▶ Supplied entries

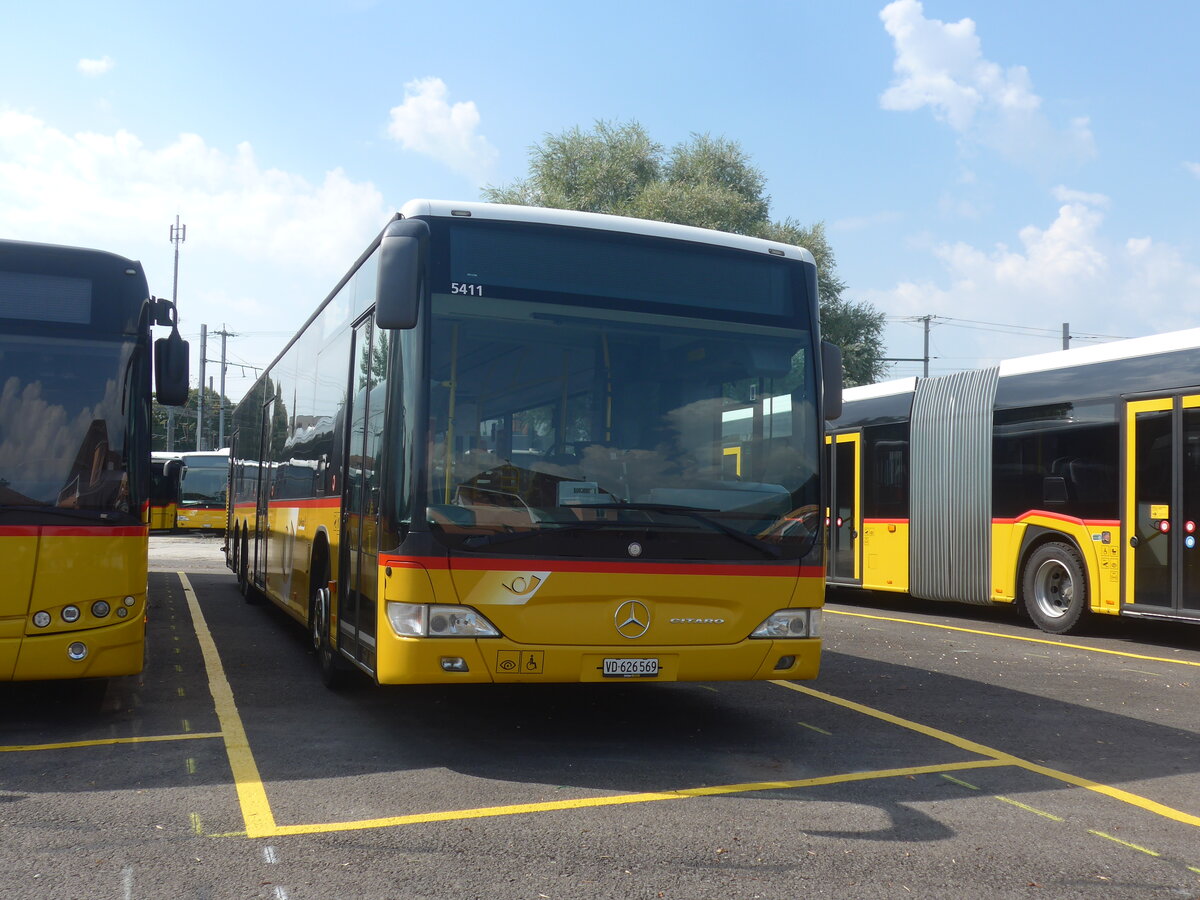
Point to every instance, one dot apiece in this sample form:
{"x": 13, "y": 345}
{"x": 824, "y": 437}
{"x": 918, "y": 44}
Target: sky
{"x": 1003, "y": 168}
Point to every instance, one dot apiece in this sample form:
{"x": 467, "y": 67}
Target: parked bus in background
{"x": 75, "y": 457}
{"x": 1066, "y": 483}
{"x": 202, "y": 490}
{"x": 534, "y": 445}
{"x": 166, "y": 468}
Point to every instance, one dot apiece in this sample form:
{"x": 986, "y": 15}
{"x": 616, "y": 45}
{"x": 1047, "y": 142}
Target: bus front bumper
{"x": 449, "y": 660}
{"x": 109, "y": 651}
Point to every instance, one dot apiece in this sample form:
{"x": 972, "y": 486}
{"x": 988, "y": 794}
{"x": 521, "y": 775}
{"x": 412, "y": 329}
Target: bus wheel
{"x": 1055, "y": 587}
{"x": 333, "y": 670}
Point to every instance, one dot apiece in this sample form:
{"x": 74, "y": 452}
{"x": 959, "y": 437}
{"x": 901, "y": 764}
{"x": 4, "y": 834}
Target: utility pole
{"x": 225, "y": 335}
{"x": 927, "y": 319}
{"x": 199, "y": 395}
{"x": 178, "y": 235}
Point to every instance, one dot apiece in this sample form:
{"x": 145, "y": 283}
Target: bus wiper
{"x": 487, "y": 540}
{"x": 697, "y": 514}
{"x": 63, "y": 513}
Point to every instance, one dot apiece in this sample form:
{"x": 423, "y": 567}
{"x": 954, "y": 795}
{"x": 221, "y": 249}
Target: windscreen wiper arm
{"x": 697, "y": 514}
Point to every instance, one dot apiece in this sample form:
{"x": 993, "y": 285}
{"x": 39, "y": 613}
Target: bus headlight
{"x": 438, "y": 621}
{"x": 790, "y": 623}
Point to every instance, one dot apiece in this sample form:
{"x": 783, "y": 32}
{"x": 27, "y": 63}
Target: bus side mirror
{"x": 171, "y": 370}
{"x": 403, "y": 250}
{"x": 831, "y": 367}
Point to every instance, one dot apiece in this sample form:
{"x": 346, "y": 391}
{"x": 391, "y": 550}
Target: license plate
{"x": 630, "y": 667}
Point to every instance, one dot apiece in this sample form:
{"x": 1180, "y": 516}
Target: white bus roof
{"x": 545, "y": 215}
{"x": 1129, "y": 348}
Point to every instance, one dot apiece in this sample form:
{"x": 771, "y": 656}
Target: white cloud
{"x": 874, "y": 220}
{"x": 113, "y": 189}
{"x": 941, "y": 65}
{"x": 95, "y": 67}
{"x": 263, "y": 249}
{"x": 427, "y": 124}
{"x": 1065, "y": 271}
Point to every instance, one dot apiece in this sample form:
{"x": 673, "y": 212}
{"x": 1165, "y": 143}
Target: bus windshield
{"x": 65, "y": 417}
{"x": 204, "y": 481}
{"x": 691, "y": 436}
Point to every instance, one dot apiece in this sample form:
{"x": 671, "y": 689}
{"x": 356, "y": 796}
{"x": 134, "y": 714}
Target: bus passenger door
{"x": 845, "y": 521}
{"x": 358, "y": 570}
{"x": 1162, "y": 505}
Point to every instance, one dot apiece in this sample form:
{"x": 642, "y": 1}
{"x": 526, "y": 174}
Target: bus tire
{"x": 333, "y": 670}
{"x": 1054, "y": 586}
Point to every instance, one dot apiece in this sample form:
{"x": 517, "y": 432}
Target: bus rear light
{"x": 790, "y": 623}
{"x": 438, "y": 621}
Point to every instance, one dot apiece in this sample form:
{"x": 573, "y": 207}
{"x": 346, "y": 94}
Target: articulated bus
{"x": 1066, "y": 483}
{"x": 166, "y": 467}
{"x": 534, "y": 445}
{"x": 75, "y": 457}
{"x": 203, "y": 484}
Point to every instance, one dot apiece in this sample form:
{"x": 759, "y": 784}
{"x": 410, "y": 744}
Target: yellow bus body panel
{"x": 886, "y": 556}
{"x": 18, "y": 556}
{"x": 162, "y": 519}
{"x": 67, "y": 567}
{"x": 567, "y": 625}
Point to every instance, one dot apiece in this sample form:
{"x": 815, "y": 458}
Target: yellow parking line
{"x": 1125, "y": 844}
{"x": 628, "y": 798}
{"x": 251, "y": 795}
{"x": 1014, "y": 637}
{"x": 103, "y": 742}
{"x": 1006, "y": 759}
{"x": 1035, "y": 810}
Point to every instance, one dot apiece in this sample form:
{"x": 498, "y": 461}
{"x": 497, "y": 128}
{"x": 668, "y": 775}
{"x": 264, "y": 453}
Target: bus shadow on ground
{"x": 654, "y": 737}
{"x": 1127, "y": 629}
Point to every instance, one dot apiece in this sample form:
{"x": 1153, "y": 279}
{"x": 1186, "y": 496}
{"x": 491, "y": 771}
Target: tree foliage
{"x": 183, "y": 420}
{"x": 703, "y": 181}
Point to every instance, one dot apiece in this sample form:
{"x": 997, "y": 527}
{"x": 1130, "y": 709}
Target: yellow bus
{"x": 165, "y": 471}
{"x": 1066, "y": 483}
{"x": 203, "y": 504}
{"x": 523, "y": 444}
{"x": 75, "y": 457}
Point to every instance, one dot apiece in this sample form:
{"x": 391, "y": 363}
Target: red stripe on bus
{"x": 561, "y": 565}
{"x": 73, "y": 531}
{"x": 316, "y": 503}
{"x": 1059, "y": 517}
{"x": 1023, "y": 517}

▶ Your goal
Copy the records exactly. Skip the pictures.

▶ Answer for the task
Point to every instance, one dot apiece in this sample form:
{"x": 13, "y": 345}
{"x": 824, "y": 437}
{"x": 918, "y": 44}
Target: sky
{"x": 1003, "y": 168}
Point to every instance, one dot apiece in this sample form:
{"x": 467, "y": 67}
Target: parked bus in background
{"x": 75, "y": 457}
{"x": 1066, "y": 483}
{"x": 202, "y": 490}
{"x": 534, "y": 445}
{"x": 166, "y": 468}
Point to every instance, one dot apiece in this sample form:
{"x": 986, "y": 15}
{"x": 616, "y": 45}
{"x": 1047, "y": 142}
Target: bus front bumper
{"x": 449, "y": 660}
{"x": 109, "y": 651}
Point to every instance, one dot apiece in this sample form:
{"x": 972, "y": 486}
{"x": 988, "y": 794}
{"x": 521, "y": 775}
{"x": 412, "y": 329}
Target: bus wheel
{"x": 1055, "y": 587}
{"x": 333, "y": 670}
Point to every instance, one dot apiece in this sample form:
{"x": 74, "y": 452}
{"x": 959, "y": 437}
{"x": 901, "y": 764}
{"x": 4, "y": 834}
Target: utility pole
{"x": 225, "y": 335}
{"x": 927, "y": 319}
{"x": 199, "y": 395}
{"x": 178, "y": 235}
Point to every instance, one dot apiece in this sample form:
{"x": 145, "y": 283}
Target: bus wiper
{"x": 487, "y": 540}
{"x": 697, "y": 514}
{"x": 63, "y": 513}
Point to every instance, one dot apiece in this sample form:
{"x": 423, "y": 567}
{"x": 954, "y": 795}
{"x": 221, "y": 249}
Target: windscreen wiper arm
{"x": 697, "y": 514}
Point to every instance, one dot apiece in this sample form:
{"x": 993, "y": 285}
{"x": 39, "y": 613}
Target: bus headlight
{"x": 438, "y": 621}
{"x": 790, "y": 623}
Point to every instance, one dot apiece in this sample form:
{"x": 783, "y": 32}
{"x": 27, "y": 63}
Target: bus side mirror
{"x": 171, "y": 370}
{"x": 403, "y": 250}
{"x": 831, "y": 367}
Point to every instance, one dot apiece in this sample form:
{"x": 346, "y": 391}
{"x": 391, "y": 550}
Target: license plate
{"x": 630, "y": 667}
Point to every instance, one dot apiece in this sample form:
{"x": 1180, "y": 516}
Target: white bus roof
{"x": 545, "y": 215}
{"x": 1129, "y": 348}
Point to every instance, one dot apiece in this sample form:
{"x": 771, "y": 656}
Target: white cloud
{"x": 874, "y": 220}
{"x": 113, "y": 189}
{"x": 941, "y": 65}
{"x": 95, "y": 67}
{"x": 263, "y": 249}
{"x": 427, "y": 124}
{"x": 1065, "y": 271}
Point to every instance, one dot apiece in this sample form:
{"x": 673, "y": 212}
{"x": 1165, "y": 143}
Target: bus windshield
{"x": 65, "y": 417}
{"x": 204, "y": 481}
{"x": 691, "y": 436}
Point to every instance, one dot apiece in this sample form:
{"x": 671, "y": 689}
{"x": 356, "y": 796}
{"x": 134, "y": 714}
Target: bus passenger door
{"x": 845, "y": 521}
{"x": 358, "y": 570}
{"x": 1162, "y": 505}
Point to every instance, one dot apiece in this sample form:
{"x": 642, "y": 1}
{"x": 526, "y": 174}
Target: bus tire
{"x": 333, "y": 670}
{"x": 1054, "y": 586}
Point to every instance, one dot apiece in this sample form:
{"x": 517, "y": 432}
Target: bus rear light
{"x": 790, "y": 623}
{"x": 438, "y": 621}
Point to every instance, one dot apiece in this sample form:
{"x": 573, "y": 207}
{"x": 346, "y": 94}
Target: articulated bus
{"x": 1066, "y": 483}
{"x": 166, "y": 467}
{"x": 534, "y": 445}
{"x": 75, "y": 457}
{"x": 203, "y": 484}
Point to every instance, one dot apiece in this sample form:
{"x": 759, "y": 784}
{"x": 410, "y": 744}
Target: yellow bus body panel
{"x": 886, "y": 556}
{"x": 18, "y": 556}
{"x": 162, "y": 519}
{"x": 67, "y": 567}
{"x": 567, "y": 625}
Point to every instance, one dot apiece in this sample form:
{"x": 815, "y": 458}
Target: yellow parking line
{"x": 1125, "y": 844}
{"x": 628, "y": 798}
{"x": 251, "y": 795}
{"x": 1014, "y": 637}
{"x": 103, "y": 742}
{"x": 1006, "y": 759}
{"x": 1035, "y": 810}
Point to every instance, one dot apiece in this sample form:
{"x": 498, "y": 461}
{"x": 497, "y": 128}
{"x": 668, "y": 775}
{"x": 264, "y": 453}
Target: bus shadow on ground
{"x": 654, "y": 737}
{"x": 1127, "y": 629}
Point to every instance, one dot apiece in this sample form:
{"x": 1153, "y": 279}
{"x": 1186, "y": 496}
{"x": 491, "y": 771}
Target: tree foliage
{"x": 183, "y": 420}
{"x": 703, "y": 181}
Point to every instance, one dot apiece in this sample form:
{"x": 997, "y": 527}
{"x": 1130, "y": 709}
Target: yellow bus
{"x": 165, "y": 471}
{"x": 1066, "y": 483}
{"x": 203, "y": 504}
{"x": 523, "y": 444}
{"x": 75, "y": 457}
Point to every instance, one dot apiece in this sample form:
{"x": 391, "y": 363}
Target: red stripe on bus
{"x": 561, "y": 565}
{"x": 73, "y": 531}
{"x": 316, "y": 503}
{"x": 1059, "y": 517}
{"x": 1023, "y": 517}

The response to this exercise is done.